* PROBLEM STATEMENT: Reproduce the entries below, swapping "residential house" for "dwelling" and leaving every other character intact.

* DATA SUPPLIED:
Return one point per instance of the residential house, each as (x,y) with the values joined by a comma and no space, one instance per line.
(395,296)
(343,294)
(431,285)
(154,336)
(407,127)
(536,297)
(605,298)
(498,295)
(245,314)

* THE REPLY:
Return one point per instance of the dwelling, each as (x,y) with the values joined by a comma and no space, one instance per line.
(395,296)
(343,294)
(431,285)
(154,336)
(407,127)
(536,297)
(605,298)
(498,295)
(245,314)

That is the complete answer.